▶ WHAT YOU WILL DO: Enter each line of the rows below into a numbered list, leaving out blank lines and the pictures.

▶ STORED ROWS:
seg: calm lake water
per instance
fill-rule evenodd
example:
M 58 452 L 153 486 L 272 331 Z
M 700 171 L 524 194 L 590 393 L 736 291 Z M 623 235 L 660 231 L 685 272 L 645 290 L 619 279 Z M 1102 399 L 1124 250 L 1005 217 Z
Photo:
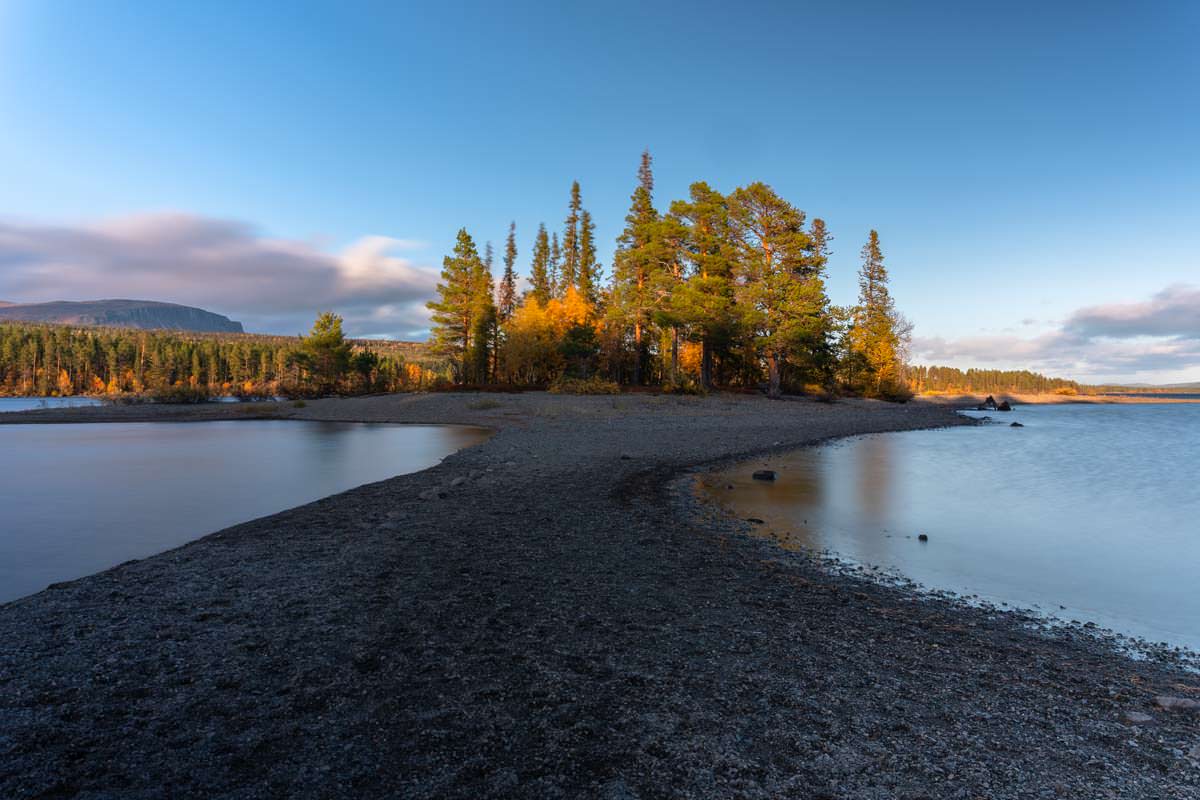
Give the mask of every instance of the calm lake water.
M 84 405 L 103 405 L 103 403 L 95 397 L 0 397 L 0 414 L 28 411 L 35 408 L 80 408 Z
M 487 435 L 283 420 L 0 425 L 0 602 L 432 467 Z
M 990 415 L 1000 425 L 862 437 L 704 483 L 785 547 L 1200 650 L 1200 404 Z M 751 479 L 764 467 L 779 480 Z

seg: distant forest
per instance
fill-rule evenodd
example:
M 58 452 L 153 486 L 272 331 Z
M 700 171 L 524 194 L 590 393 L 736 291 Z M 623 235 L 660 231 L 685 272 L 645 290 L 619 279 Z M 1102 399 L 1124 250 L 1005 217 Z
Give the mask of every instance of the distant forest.
M 563 227 L 533 237 L 522 293 L 515 224 L 498 284 L 492 245 L 458 231 L 428 303 L 431 349 L 454 383 L 908 397 L 910 325 L 875 230 L 864 231 L 858 302 L 838 307 L 824 219 L 763 182 L 724 193 L 697 181 L 656 205 L 646 152 L 607 278 L 594 228 L 576 181 Z
M 320 344 L 316 335 L 329 338 Z M 322 367 L 330 348 L 332 374 Z M 402 342 L 343 341 L 340 320 L 332 335 L 314 329 L 304 338 L 5 323 L 0 395 L 200 401 L 407 391 L 438 378 L 422 350 Z
M 833 234 L 762 182 L 703 181 L 655 205 L 642 155 L 610 275 L 578 182 L 562 235 L 539 225 L 518 293 L 510 223 L 497 281 L 491 242 L 462 229 L 427 306 L 427 344 L 348 341 L 324 313 L 306 337 L 0 324 L 0 393 L 302 397 L 444 386 L 614 392 L 623 386 L 860 395 L 1081 391 L 1026 371 L 907 366 L 911 325 L 892 300 L 880 236 L 859 296 L 826 294 Z
M 995 395 L 1076 395 L 1086 387 L 1064 378 L 1046 378 L 1027 369 L 955 369 L 954 367 L 912 367 L 906 369 L 908 386 L 920 392 Z

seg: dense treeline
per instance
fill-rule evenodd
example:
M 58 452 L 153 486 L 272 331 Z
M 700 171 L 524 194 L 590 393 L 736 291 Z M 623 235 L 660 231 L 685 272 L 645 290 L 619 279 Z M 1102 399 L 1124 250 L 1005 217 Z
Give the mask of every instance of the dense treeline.
M 344 339 L 332 314 L 299 338 L 0 324 L 0 395 L 310 396 L 420 389 L 437 378 L 396 347 Z
M 1074 395 L 1082 387 L 1074 380 L 1046 378 L 1027 369 L 955 369 L 954 367 L 908 367 L 908 385 L 914 392 L 1022 395 Z
M 848 308 L 826 294 L 832 240 L 824 221 L 761 182 L 728 194 L 696 182 L 662 211 L 643 154 L 607 282 L 576 182 L 562 236 L 539 227 L 520 295 L 515 225 L 499 287 L 491 245 L 481 255 L 458 231 L 428 303 L 431 344 L 460 384 L 906 396 L 910 329 L 888 293 L 878 235 L 863 247 L 859 302 Z

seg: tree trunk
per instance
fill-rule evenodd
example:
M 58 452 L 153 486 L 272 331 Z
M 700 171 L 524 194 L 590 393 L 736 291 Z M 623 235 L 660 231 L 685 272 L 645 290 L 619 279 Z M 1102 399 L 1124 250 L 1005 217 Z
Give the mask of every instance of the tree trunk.
M 671 329 L 671 381 L 679 383 L 679 327 Z
M 634 323 L 634 385 L 642 385 L 642 324 Z

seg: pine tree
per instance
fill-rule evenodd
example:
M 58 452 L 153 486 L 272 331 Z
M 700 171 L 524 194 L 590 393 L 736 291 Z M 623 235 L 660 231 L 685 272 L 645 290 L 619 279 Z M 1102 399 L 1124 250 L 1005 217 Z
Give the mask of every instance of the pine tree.
M 533 242 L 533 264 L 529 266 L 529 295 L 545 306 L 550 302 L 550 236 L 546 225 L 538 225 L 538 236 Z
M 875 230 L 868 236 L 862 257 L 858 306 L 852 313 L 848 335 L 850 350 L 859 356 L 870 372 L 866 380 L 869 393 L 892 396 L 901 391 L 902 339 L 907 335 L 907 326 L 896 313 L 888 291 L 888 271 L 883 266 L 880 235 Z
M 583 299 L 593 306 L 600 301 L 600 265 L 596 263 L 596 225 L 592 213 L 580 212 L 580 277 L 576 285 Z
M 432 312 L 431 350 L 450 362 L 457 381 L 466 379 L 468 348 L 474 332 L 478 281 L 482 261 L 466 228 L 458 230 L 454 254 L 442 259 L 438 299 L 425 303 Z
M 571 200 L 568 205 L 566 225 L 563 229 L 563 273 L 560 293 L 568 287 L 578 287 L 580 277 L 580 210 L 583 200 L 580 197 L 580 182 L 571 182 Z
M 784 363 L 828 338 L 828 299 L 804 212 L 756 182 L 730 196 L 737 243 L 738 311 L 755 351 L 767 361 L 768 395 L 782 392 Z
M 484 258 L 475 264 L 472 276 L 472 336 L 470 368 L 467 377 L 474 383 L 487 383 L 491 378 L 492 351 L 496 335 L 496 303 L 492 300 L 492 242 L 484 247 Z
M 690 277 L 673 305 L 700 335 L 700 381 L 708 389 L 714 355 L 726 353 L 737 335 L 730 209 L 720 192 L 700 181 L 691 185 L 689 200 L 671 204 L 671 213 L 686 227 L 684 257 L 691 263 Z
M 509 223 L 509 239 L 504 243 L 504 276 L 500 278 L 500 288 L 497 293 L 497 312 L 502 323 L 506 323 L 512 317 L 512 311 L 517 305 L 517 223 Z
M 563 282 L 560 272 L 562 266 L 563 249 L 558 246 L 558 234 L 553 233 L 550 235 L 550 295 L 552 297 L 562 297 L 566 290 L 566 283 Z
M 613 311 L 632 329 L 634 384 L 641 384 L 647 360 L 647 332 L 654 308 L 652 287 L 664 258 L 658 239 L 659 212 L 654 209 L 654 173 L 650 152 L 642 154 L 637 187 L 630 197 L 625 229 L 613 257 Z
M 814 217 L 812 223 L 809 225 L 809 239 L 812 240 L 812 258 L 815 259 L 815 264 L 818 269 L 823 270 L 829 263 L 832 253 L 829 242 L 833 241 L 833 234 L 826 228 L 824 219 Z

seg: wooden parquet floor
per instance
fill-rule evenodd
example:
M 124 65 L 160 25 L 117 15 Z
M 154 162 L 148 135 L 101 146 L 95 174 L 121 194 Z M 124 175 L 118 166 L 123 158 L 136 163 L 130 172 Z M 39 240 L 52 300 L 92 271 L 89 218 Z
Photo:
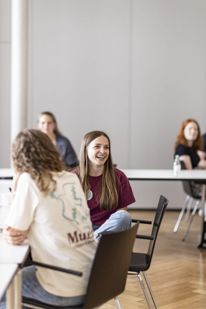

▶ WORKED ANSWER:
1. seg: calm lake water
2. per instance
3. fill-rule evenodd
4. example:
5. M 58 452 L 153 486 L 272 331 Z
6. M 700 171 L 524 194 L 590 393 L 736 291 Z M 623 235 L 660 231 L 685 272 L 645 290 L 619 279 Z M 1102 399 L 1124 250 L 1005 217 Z
7. Photo:
8. Give the mask of every instance of the calm lake water.
9. M 84 405 L 103 405 L 103 403 L 95 397 L 0 397 L 0 414 L 28 411 L 35 408 L 80 408 Z
10. M 487 435 L 283 420 L 0 425 L 0 602 L 432 467 Z
11. M 990 415 L 1000 425 L 862 437 L 704 483 L 785 547 L 1200 650 L 1200 404 Z M 751 479 L 764 467 L 779 480 Z
12. seg: distant forest
13. per instance
14. fill-rule evenodd
15. example:
16. M 58 452 L 153 486 L 272 331 Z
17. M 700 171 L 524 194 L 590 393 L 736 291 Z M 623 235 L 660 231 L 685 272 L 645 290 L 619 279 Z M 1102 399 L 1124 250 L 1005 217 Z
18. Give the mask of every instance of the distant forest.
19. M 563 227 L 533 237 L 522 293 L 515 224 L 498 284 L 492 245 L 458 231 L 428 303 L 431 349 L 454 383 L 908 397 L 910 325 L 875 230 L 864 231 L 858 302 L 838 307 L 824 219 L 763 182 L 724 193 L 697 181 L 656 205 L 646 152 L 607 278 L 594 228 L 576 181 Z
20. M 320 344 L 316 335 L 329 338 Z M 322 367 L 330 348 L 332 374 Z M 402 342 L 343 341 L 340 320 L 332 335 L 314 329 L 304 338 L 5 323 L 0 395 L 200 401 L 407 391 L 438 378 L 422 350 Z
21. M 833 234 L 762 182 L 703 181 L 655 205 L 642 155 L 610 275 L 578 182 L 562 235 L 539 225 L 518 293 L 510 223 L 497 281 L 491 242 L 462 229 L 427 306 L 427 344 L 348 341 L 324 313 L 306 337 L 0 324 L 0 393 L 302 397 L 444 386 L 614 392 L 623 386 L 860 395 L 1081 391 L 1026 371 L 907 366 L 911 325 L 892 300 L 880 236 L 859 296 L 826 294 Z
22. M 995 395 L 1076 395 L 1086 387 L 1064 378 L 1046 378 L 1027 369 L 955 369 L 954 367 L 912 367 L 906 369 L 908 386 L 920 392 Z
23. seg: dense treeline
24. per instance
25. fill-rule evenodd
26. example:
27. M 58 452 L 153 486 L 272 331 Z
28. M 700 171 L 524 194 L 590 393 L 736 291 Z M 623 235 L 660 231 L 685 272 L 645 290 L 619 279 Z M 1102 399 L 1124 250 L 1005 217 Z
29. Give the mask of every instance of the dense treeline.
30. M 344 339 L 332 314 L 299 338 L 0 324 L 0 395 L 310 396 L 420 389 L 437 378 L 396 347 Z
31. M 1074 395 L 1082 387 L 1074 380 L 1046 378 L 1027 369 L 955 369 L 954 367 L 908 367 L 908 385 L 914 392 L 1022 395 Z
32. M 848 308 L 826 294 L 832 240 L 824 221 L 761 182 L 728 194 L 696 182 L 662 211 L 643 154 L 607 282 L 576 182 L 562 236 L 539 227 L 520 295 L 515 225 L 499 287 L 491 245 L 481 255 L 458 231 L 428 303 L 431 344 L 460 384 L 906 396 L 910 329 L 888 293 L 878 235 L 863 247 L 859 302 Z
33. seg: tree trunk
34. per instance
35. fill-rule evenodd
36. example:
37. M 58 452 L 153 486 L 272 331 Z
38. M 700 171 L 524 194 L 590 393 L 736 291 Z M 623 235 L 660 231 L 685 272 L 645 290 L 619 279 Z M 1102 399 L 1124 250 L 1005 217 Z
39. Give the mask of every instance of the tree trunk.
40. M 671 329 L 671 381 L 679 383 L 679 327 Z
41. M 634 323 L 634 385 L 642 385 L 642 324 Z
42. seg: pine tree
43. per instance
44. fill-rule evenodd
45. example:
46. M 58 452 L 153 486 L 272 331 Z
47. M 700 171 L 524 194 L 590 393 L 736 291 Z M 623 235 L 660 231 L 685 272 L 645 290 L 619 279 Z M 1102 399 L 1124 250 L 1005 217 Z
48. Give the mask of every instance of the pine tree.
49. M 533 242 L 533 264 L 529 266 L 529 295 L 545 306 L 550 302 L 550 236 L 546 225 L 538 225 L 538 236 Z
50. M 875 230 L 868 236 L 862 257 L 858 306 L 852 313 L 848 335 L 850 350 L 859 356 L 870 372 L 866 380 L 869 393 L 892 396 L 901 391 L 902 339 L 907 335 L 907 326 L 896 313 L 888 291 L 888 271 L 883 266 L 880 235 Z
51. M 583 299 L 593 306 L 600 301 L 600 265 L 596 263 L 596 225 L 592 213 L 580 212 L 580 277 L 576 285 Z
52. M 432 312 L 431 350 L 450 362 L 457 381 L 466 379 L 468 348 L 474 332 L 478 281 L 482 261 L 466 228 L 458 230 L 454 254 L 442 259 L 438 299 L 425 303 Z
53. M 571 200 L 568 205 L 566 225 L 563 229 L 563 273 L 560 293 L 568 287 L 578 287 L 580 277 L 580 210 L 583 200 L 580 197 L 580 182 L 571 182 Z
54. M 784 363 L 828 338 L 828 299 L 804 212 L 756 182 L 730 196 L 737 243 L 738 311 L 755 351 L 767 361 L 768 395 L 782 392 Z
55. M 484 258 L 475 264 L 472 276 L 472 336 L 470 368 L 467 377 L 474 383 L 487 383 L 491 378 L 492 351 L 496 335 L 496 303 L 492 300 L 492 242 L 484 247 Z
56. M 690 277 L 673 305 L 700 335 L 700 381 L 708 389 L 714 355 L 726 353 L 737 335 L 730 209 L 720 192 L 700 181 L 691 185 L 689 200 L 671 204 L 671 213 L 686 227 L 684 257 L 691 263 Z
57. M 509 223 L 509 239 L 504 243 L 504 276 L 500 278 L 500 288 L 497 293 L 497 312 L 502 323 L 506 323 L 512 317 L 512 311 L 517 305 L 517 223 Z
58. M 563 282 L 560 272 L 562 266 L 563 249 L 558 246 L 558 234 L 553 233 L 550 235 L 550 295 L 552 297 L 562 297 L 566 290 L 566 283 Z
59. M 613 311 L 632 329 L 634 384 L 641 384 L 647 360 L 647 332 L 654 308 L 652 287 L 664 258 L 658 239 L 659 212 L 654 209 L 654 173 L 650 152 L 642 154 L 637 187 L 630 197 L 625 229 L 613 257 Z
60. M 814 217 L 812 223 L 809 225 L 809 239 L 812 240 L 812 258 L 815 259 L 815 264 L 818 269 L 823 270 L 829 263 L 832 253 L 829 242 L 833 241 L 833 234 L 826 228 L 824 219 Z
61. seg: wooden parquet floor
62. per instance
63. fill-rule evenodd
64. example:
65. M 124 65 L 160 25 L 117 15 Z
66. M 154 162 L 148 135 L 101 146 L 95 174 L 121 194 Z M 124 175 L 118 166 L 123 158 L 136 163 L 130 172 Z M 39 240 L 52 300 L 92 271 L 89 218 Z
67. Photo:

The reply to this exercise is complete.